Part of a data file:

━━━━━━━━━━━━━━━━━━━━━━━━━━━━━━

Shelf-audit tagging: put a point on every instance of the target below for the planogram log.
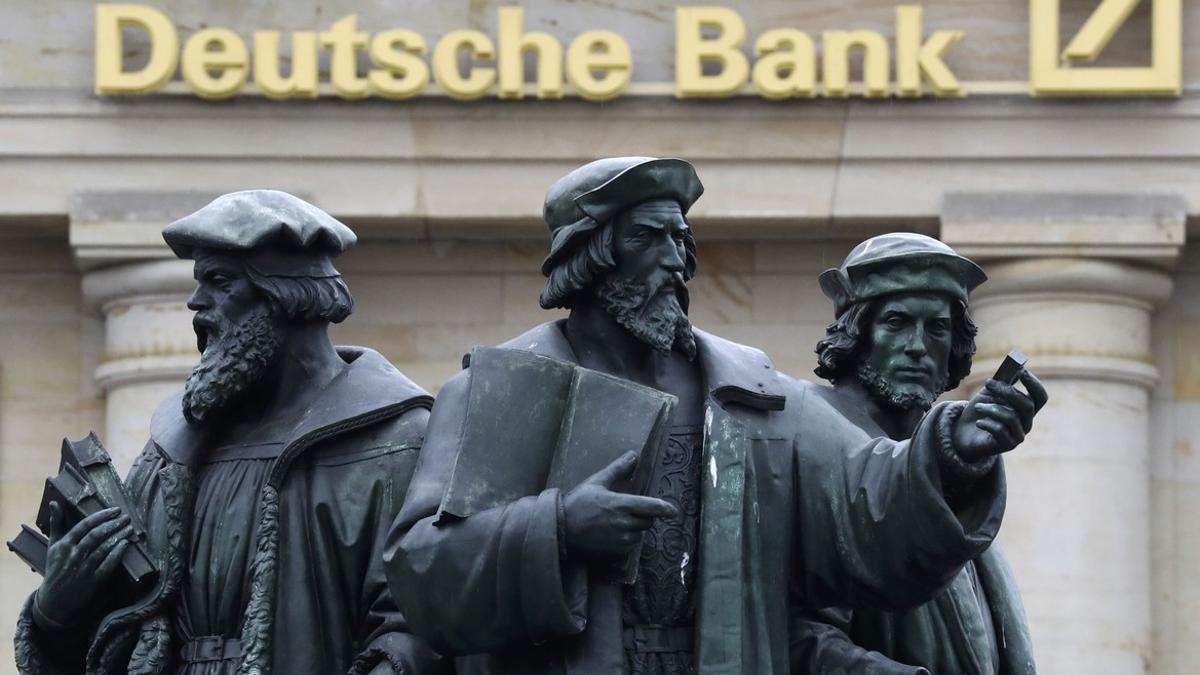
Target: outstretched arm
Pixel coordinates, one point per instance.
(55, 641)
(821, 646)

━━━━━━━━━━━━━━━━━━━━━━━━━━━━━━

- **Directions for this task**
Output all of the data above verbatim, omitting the pictures.

- **Task result**
Shelf-audit tagging: put a point on every instance of the target below for the planogram log.
Target: outstretched arm
Pixel coordinates, one point per instance.
(55, 641)
(821, 646)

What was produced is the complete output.